§ Aim
Copy the records from the line with "Point out sky in this frame." up to and including the line with "[320,0,574,250]", keeping every request, and offset each bounding-box coordinate by -79.

§ Raw data
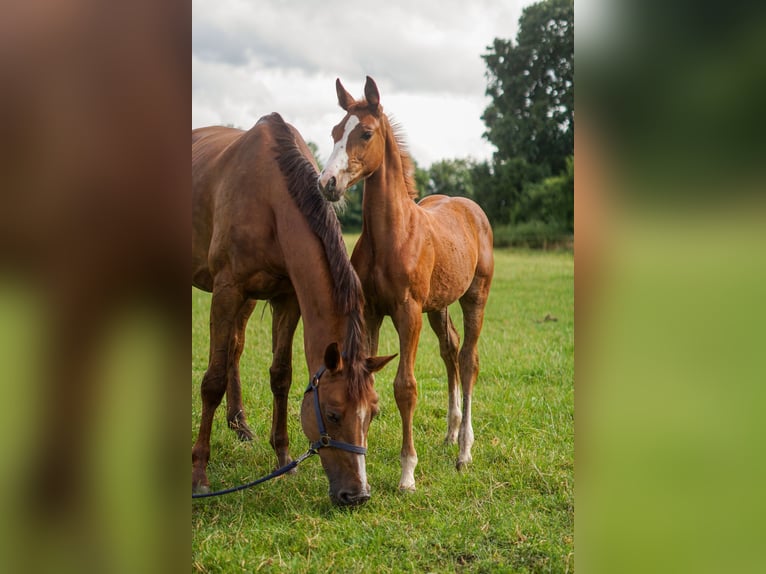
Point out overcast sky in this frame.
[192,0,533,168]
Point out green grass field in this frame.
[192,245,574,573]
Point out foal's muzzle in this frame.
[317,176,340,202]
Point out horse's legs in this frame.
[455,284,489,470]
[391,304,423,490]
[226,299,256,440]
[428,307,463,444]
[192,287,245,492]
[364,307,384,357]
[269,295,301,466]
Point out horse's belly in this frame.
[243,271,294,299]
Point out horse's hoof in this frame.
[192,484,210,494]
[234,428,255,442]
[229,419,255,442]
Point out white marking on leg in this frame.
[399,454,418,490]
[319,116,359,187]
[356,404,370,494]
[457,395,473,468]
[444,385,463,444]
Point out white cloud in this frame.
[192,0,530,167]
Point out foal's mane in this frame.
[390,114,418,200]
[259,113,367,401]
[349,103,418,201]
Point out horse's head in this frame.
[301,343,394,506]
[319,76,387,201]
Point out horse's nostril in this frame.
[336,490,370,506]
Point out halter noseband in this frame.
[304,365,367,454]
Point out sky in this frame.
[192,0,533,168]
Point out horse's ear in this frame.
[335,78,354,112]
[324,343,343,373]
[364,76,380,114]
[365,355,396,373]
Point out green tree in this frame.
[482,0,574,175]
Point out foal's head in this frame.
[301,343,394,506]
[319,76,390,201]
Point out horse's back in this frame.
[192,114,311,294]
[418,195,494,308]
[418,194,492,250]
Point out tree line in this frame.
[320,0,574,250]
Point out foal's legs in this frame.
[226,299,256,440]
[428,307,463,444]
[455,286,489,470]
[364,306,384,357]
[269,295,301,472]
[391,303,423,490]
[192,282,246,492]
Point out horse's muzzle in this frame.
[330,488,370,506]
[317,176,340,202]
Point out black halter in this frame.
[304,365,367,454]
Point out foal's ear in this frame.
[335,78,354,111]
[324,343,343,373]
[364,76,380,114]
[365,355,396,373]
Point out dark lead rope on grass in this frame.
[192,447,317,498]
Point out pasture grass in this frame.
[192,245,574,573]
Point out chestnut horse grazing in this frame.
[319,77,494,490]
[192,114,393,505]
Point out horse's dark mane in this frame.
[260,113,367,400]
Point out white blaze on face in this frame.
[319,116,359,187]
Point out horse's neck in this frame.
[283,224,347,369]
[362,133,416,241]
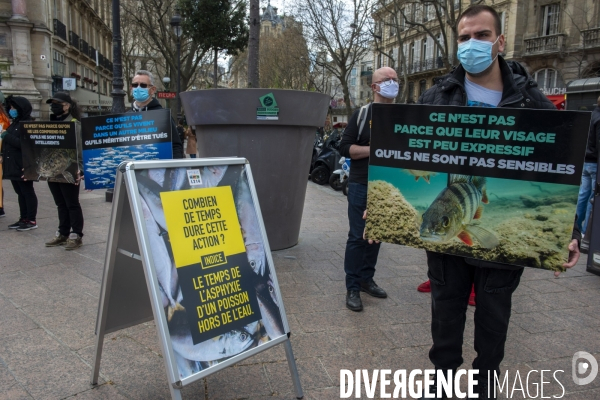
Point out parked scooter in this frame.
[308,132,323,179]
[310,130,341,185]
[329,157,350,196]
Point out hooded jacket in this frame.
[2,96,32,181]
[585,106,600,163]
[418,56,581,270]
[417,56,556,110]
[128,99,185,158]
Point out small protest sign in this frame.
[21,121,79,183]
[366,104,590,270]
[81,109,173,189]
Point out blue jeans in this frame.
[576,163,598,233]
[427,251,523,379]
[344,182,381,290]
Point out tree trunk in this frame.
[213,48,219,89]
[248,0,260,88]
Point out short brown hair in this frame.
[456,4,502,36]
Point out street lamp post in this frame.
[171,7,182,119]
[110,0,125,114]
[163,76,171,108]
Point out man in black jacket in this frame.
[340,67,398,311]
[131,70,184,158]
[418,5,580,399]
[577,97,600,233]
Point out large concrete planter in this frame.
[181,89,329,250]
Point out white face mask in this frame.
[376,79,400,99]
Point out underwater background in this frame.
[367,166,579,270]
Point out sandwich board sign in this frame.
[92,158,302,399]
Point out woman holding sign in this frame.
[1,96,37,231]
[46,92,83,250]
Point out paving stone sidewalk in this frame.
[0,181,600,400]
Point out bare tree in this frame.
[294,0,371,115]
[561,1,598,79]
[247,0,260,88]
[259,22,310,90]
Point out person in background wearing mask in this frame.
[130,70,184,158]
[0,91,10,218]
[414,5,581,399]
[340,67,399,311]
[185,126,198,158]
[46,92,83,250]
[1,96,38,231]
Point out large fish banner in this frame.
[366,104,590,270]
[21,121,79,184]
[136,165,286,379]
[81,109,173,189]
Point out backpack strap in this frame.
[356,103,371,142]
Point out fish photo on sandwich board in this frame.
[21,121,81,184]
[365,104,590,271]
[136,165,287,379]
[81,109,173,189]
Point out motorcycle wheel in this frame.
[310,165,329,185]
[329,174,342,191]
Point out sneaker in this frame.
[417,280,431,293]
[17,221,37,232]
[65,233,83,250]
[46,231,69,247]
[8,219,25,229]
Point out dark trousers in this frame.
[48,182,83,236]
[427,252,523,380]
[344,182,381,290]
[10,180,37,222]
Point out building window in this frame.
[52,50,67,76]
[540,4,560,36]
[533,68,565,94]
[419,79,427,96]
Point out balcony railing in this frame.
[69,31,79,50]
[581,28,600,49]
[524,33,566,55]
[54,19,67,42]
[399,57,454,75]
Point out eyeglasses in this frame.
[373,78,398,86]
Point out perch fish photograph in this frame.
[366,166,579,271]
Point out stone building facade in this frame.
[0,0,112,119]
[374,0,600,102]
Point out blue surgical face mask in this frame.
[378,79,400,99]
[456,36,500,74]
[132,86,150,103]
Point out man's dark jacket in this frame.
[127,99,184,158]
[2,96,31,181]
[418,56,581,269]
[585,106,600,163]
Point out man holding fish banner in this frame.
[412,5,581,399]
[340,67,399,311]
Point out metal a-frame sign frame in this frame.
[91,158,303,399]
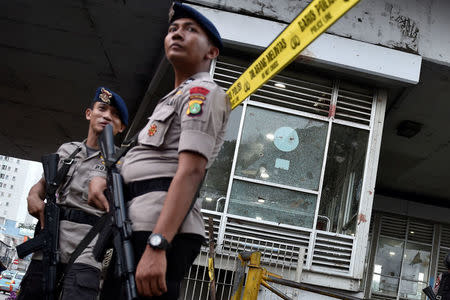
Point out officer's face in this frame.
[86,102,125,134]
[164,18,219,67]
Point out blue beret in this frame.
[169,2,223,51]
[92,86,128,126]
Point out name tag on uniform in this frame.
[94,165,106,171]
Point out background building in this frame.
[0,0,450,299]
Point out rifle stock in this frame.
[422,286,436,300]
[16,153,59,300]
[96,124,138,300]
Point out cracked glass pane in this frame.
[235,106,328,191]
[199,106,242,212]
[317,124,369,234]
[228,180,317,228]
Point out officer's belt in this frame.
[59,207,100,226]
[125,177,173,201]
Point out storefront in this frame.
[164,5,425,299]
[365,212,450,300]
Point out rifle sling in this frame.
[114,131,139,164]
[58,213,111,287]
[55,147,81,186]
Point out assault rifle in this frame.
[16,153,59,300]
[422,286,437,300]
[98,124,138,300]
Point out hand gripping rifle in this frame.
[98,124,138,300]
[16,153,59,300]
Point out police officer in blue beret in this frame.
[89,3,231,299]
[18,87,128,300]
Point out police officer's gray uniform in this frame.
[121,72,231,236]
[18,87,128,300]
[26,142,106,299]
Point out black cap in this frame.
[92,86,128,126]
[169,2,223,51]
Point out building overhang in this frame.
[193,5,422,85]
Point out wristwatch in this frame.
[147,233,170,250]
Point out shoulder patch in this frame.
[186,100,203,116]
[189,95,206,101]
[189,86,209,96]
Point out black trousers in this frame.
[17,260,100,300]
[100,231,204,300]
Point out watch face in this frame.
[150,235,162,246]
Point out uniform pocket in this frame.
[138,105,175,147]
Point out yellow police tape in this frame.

§ Completed exercise
Point out sky in this frame.
[113,-79,454,89]
Point out horse's ear in this frame.
[256,-1,275,33]
[245,264,264,294]
[285,-3,301,35]
[286,276,317,294]
Point out green tree in this frame.
[403,-79,495,96]
Point out foal's head in this frame.
[222,264,315,427]
[240,-3,311,122]
Point out horse's back in this frame.
[113,35,232,215]
[339,116,415,229]
[339,115,413,171]
Point out tree line in this frame.
[241,-79,495,171]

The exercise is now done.